----- PROVIDED RECORDS -----

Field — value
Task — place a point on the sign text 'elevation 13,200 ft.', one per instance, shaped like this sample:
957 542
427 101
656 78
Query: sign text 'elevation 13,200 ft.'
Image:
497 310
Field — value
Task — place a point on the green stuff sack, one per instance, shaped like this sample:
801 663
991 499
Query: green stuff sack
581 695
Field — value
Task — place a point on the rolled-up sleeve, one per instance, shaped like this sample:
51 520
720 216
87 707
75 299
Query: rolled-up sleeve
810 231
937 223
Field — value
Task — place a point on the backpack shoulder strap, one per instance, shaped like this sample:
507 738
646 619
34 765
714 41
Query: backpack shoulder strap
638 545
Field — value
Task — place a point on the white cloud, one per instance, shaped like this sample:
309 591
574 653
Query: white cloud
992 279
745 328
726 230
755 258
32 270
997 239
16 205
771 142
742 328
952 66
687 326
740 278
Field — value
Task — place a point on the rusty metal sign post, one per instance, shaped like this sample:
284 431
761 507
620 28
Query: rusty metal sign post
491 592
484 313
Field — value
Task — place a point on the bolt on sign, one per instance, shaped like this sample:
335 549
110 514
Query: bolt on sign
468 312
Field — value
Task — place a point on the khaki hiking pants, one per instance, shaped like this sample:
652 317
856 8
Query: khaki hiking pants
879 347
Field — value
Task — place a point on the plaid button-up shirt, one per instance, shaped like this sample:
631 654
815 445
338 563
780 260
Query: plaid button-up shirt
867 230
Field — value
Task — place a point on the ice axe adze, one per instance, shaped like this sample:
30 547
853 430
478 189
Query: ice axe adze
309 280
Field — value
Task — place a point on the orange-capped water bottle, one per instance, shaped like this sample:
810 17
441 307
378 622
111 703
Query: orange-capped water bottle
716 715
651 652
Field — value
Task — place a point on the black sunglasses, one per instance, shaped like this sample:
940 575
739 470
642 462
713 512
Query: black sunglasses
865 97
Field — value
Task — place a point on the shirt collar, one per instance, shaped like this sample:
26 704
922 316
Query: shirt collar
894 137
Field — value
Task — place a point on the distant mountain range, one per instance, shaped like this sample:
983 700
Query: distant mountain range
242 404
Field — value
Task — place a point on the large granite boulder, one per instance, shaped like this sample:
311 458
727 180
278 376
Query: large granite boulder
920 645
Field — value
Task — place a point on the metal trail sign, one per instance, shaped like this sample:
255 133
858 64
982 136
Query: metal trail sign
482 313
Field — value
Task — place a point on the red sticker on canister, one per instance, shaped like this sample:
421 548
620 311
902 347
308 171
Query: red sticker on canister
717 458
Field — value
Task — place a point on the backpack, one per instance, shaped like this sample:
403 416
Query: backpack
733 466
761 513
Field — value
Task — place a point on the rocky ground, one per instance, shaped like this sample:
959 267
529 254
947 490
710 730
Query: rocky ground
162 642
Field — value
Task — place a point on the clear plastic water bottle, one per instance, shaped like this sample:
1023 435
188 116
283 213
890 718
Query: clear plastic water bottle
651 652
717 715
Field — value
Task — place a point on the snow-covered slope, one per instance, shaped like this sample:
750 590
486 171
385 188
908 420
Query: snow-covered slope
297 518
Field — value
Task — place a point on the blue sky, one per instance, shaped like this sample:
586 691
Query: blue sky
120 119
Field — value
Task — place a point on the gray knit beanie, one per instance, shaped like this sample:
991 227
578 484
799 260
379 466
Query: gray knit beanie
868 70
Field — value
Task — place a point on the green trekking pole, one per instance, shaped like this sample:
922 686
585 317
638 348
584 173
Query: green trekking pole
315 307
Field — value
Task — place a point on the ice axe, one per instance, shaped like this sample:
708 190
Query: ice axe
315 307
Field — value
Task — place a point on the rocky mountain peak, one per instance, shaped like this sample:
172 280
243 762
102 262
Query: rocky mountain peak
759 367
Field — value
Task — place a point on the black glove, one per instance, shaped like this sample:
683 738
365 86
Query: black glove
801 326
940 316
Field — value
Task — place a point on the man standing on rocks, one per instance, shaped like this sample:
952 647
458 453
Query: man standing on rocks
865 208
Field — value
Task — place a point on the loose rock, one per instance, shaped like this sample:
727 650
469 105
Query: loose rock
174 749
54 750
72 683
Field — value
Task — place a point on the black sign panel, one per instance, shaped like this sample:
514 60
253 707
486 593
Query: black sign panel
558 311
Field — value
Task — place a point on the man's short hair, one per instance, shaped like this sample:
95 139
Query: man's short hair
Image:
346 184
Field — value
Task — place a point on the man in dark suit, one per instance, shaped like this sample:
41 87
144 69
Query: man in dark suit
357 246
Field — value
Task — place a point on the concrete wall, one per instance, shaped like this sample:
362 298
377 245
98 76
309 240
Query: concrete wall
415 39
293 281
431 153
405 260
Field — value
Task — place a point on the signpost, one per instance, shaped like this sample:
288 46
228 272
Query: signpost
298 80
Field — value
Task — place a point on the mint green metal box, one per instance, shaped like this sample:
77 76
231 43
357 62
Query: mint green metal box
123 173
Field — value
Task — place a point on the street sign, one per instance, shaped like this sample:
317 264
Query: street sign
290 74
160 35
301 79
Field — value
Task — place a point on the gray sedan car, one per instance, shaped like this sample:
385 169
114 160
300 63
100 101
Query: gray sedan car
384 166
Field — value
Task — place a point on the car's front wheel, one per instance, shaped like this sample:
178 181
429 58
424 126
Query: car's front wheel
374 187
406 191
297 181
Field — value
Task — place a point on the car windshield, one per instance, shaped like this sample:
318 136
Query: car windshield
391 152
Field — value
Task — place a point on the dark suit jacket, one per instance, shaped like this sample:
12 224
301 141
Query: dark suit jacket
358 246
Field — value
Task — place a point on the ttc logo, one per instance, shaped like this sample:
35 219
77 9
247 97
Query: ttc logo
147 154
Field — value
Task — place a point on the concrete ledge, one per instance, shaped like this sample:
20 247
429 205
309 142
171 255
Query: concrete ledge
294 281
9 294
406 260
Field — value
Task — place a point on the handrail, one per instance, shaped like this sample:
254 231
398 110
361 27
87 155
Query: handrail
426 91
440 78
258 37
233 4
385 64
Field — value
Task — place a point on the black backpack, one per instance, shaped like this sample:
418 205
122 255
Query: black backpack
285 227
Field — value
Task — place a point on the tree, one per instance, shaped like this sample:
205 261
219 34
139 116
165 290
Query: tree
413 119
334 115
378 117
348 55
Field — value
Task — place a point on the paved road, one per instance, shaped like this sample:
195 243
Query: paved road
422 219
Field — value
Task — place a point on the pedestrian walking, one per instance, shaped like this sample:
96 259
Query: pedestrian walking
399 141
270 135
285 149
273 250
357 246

-----

* GIVEN TASK
Please report how many lines of the records contain the word "rocky", giving the number alone.

* EXERCISE ANSWER
4